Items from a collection
^^^^^^^^^^^^^^^^
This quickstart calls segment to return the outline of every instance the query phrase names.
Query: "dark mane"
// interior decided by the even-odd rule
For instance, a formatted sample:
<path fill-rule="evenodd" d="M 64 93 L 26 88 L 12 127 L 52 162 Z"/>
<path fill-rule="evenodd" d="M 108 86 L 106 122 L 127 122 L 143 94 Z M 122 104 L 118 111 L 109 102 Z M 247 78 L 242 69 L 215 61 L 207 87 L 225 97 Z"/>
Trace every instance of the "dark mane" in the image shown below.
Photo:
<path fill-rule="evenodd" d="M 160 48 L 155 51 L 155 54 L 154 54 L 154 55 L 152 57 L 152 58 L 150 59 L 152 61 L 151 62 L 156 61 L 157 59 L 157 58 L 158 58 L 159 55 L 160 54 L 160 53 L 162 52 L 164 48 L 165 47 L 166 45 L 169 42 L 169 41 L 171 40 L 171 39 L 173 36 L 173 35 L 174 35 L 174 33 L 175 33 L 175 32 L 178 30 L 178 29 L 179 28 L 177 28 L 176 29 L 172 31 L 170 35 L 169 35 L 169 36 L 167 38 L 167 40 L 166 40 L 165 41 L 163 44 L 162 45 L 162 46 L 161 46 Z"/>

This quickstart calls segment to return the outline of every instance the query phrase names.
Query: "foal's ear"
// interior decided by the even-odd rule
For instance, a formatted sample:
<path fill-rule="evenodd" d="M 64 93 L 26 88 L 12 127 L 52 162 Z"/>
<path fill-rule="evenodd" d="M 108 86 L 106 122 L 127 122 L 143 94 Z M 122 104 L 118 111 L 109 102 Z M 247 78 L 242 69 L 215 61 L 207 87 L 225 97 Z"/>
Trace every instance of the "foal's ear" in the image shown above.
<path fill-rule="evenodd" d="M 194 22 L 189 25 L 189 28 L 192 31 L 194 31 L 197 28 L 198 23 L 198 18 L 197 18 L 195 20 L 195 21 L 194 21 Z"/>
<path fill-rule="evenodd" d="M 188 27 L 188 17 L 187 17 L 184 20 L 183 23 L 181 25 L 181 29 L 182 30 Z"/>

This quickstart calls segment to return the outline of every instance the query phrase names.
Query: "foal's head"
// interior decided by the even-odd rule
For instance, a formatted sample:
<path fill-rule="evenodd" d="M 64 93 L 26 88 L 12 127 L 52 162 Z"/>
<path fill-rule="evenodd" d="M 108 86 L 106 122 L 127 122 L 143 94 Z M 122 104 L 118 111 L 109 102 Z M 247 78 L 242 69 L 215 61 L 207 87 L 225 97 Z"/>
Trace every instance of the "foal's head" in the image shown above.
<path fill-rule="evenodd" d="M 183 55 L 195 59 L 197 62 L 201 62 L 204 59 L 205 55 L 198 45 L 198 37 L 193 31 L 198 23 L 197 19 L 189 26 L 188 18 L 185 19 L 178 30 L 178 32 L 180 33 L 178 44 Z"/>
^^^^^^^^^^^^^^^^
• **CHALLENGE**:
Please locate each line in the items above that contains the word "foal" and copy those lines out. Matching is case-sensitive.

• **ANSWER TO THE PROBLEM**:
Query: "foal's ear"
Trace every instance of the "foal's ear" in the image shown above.
Query: "foal's head"
Trace every instance of the "foal's head" in the image shown above.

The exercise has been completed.